# Start of MATERIAL PROVIDED

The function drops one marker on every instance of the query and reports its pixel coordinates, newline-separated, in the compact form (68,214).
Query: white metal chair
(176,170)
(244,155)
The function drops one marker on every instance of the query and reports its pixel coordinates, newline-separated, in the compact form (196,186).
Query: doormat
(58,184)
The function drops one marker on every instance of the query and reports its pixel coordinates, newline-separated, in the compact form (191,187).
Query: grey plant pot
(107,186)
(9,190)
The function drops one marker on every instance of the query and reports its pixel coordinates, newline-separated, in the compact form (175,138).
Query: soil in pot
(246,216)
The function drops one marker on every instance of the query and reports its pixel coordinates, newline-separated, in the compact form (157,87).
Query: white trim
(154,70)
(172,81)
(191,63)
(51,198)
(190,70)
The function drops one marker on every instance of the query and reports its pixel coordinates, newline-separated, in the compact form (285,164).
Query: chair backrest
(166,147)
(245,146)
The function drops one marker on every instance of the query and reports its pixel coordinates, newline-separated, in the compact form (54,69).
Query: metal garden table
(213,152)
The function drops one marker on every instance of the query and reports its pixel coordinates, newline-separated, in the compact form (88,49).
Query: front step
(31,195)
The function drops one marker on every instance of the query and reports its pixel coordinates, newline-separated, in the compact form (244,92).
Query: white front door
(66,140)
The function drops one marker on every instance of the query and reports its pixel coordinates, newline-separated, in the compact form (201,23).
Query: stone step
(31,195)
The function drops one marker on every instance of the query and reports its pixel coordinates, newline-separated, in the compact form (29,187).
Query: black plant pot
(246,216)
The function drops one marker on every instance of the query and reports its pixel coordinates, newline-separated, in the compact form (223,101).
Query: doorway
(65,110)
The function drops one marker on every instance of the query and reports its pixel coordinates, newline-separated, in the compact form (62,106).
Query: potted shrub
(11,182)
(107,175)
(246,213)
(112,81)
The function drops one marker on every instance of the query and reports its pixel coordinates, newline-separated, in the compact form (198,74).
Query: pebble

# End of MATERIAL PROVIDED

WHAT IS NEEDED:
Please reproduce every line of the data above word for word, leaving nothing out and changing nothing.

RESPONSE BELOW:
The function drops one marker on every instance of the query and reports its pixel coordinates, newline-separated, in the compact form (68,214).
Query: white metal chair
(176,170)
(244,155)
The function drops one marker on every instance of the query and reports its pixel coordinates, newline-separated, in the compact form (196,186).
Query: doormat
(58,184)
The function drops one marker on every instance of the query and reports its pixel coordinates, newline-separated, in the compact form (191,187).
Query: grey plant pot
(107,186)
(9,190)
The function drops one marker on every instance of the query and reports its pixel coordinates, newline-separated, in the compact form (175,138).
Query: soil in pot
(246,216)
The function drops one marker on every instance of the query and reports its pixel coordinates, newline-separated, in the compact form (157,87).
Query: white trim
(154,70)
(172,81)
(191,63)
(51,198)
(190,70)
The function drops one marker on every instance of the query and reports its pixel coordinates, newline-separated, in the compact form (285,164).
Query: chair backrest
(166,147)
(245,146)
The function drops one marker on every instance of the query and reports its pixel coordinates, newline-separated, in the compact form (54,69).
Query: metal garden table
(213,152)
The function drops one marker on every instance of the query and reports its pixel coordinates, newline-separated, in the compact form (88,49).
Query: front step
(31,195)
The function drops one marker on every instance of the query and reports its pixel coordinates, newline-separated, in the compact form (244,92).
Query: white front door
(66,140)
The function drops one marker on every instance of the query and reports its pixel coordinates, newline-separated, in the compact form (201,23).
Query: stone step
(31,195)
The function drops one marker on every instance of the query and reports its pixel coordinates, newline-separated, in the compact form (29,187).
Query: black plant pot
(246,216)
The function drops one marker on every instance of the query and reports its pixel coordinates, newline-separated, in the compact form (223,101).
Query: doorway
(65,110)
The function drops one marker on every instance of the query and reports its pixel coordinates, newline-separated, in the compact form (62,106).
Query: potted shrub
(11,182)
(107,175)
(246,213)
(112,81)
The function drops one marker on every instance of the query and reports its pixel coordinates, newline-separated, in the compact form (198,74).
Query: pebble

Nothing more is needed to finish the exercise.